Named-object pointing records
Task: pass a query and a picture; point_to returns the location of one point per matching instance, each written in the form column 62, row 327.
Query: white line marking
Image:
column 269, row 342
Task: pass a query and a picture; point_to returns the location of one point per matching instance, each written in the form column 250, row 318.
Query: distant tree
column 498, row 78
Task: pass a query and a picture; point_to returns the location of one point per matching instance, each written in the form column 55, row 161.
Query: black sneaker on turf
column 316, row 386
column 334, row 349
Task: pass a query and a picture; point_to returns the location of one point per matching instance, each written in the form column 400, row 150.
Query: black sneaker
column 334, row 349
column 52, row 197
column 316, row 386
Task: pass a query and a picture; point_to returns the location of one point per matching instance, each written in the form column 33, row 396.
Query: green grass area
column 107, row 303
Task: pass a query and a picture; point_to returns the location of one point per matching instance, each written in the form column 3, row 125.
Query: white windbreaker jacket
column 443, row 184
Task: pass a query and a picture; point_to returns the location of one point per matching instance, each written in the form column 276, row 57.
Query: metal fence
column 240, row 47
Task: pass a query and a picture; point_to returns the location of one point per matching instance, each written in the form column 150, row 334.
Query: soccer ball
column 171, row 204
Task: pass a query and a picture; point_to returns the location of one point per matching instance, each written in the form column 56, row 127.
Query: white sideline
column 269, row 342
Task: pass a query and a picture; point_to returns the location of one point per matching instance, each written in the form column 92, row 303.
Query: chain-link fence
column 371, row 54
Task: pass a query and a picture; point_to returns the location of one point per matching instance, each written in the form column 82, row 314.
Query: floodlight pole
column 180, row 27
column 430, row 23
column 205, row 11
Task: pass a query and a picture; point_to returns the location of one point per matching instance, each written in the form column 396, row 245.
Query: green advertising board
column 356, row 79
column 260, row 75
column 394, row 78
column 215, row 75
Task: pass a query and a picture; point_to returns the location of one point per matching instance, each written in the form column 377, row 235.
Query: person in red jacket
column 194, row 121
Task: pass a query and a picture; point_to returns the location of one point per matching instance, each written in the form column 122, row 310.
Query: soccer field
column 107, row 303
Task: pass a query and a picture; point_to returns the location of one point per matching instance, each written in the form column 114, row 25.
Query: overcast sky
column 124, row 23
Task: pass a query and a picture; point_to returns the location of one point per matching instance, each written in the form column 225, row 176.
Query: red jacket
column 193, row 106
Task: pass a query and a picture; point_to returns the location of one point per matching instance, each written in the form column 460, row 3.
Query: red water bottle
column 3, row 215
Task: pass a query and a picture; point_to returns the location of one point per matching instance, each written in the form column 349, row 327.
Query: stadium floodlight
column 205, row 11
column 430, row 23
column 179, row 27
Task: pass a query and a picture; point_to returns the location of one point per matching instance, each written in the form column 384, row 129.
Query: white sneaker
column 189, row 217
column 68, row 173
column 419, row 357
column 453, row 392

* **EXERCISE**
Reproduce word for word the stretch of the material from the line containing "122, row 310." through the end of the material.

* **COMPLETED EXERCISE**
Task: pass a query and a picture; point_to returns the location of one point per matching instance, each written in the form column 122, row 310.
Query: soccer field
column 107, row 303
Task: pass a query and a picture; point_to returns the location of one point per matching instance, each written in the form column 114, row 25.
Query: overcast sky
column 124, row 23
Task: pass a query and a picture; point_to returns the location of one point per matching instance, each written in the form column 225, row 176.
Query: red jacket
column 193, row 106
Task: pass a query and a picture; point_to returns the location of one point per matching instance, each written in the form column 460, row 3.
Query: red water bottle
column 3, row 215
Task: pass a query and a picture; point_to returns the location of one point per matching instance, each written in the form column 349, row 327.
Query: stadium floodlight
column 205, row 11
column 430, row 23
column 179, row 27
Task: pass a query and a picture; point_to returns the location of one point per matching instance, each written in the form column 384, row 129.
Query: white sneaker
column 189, row 217
column 68, row 173
column 419, row 357
column 453, row 392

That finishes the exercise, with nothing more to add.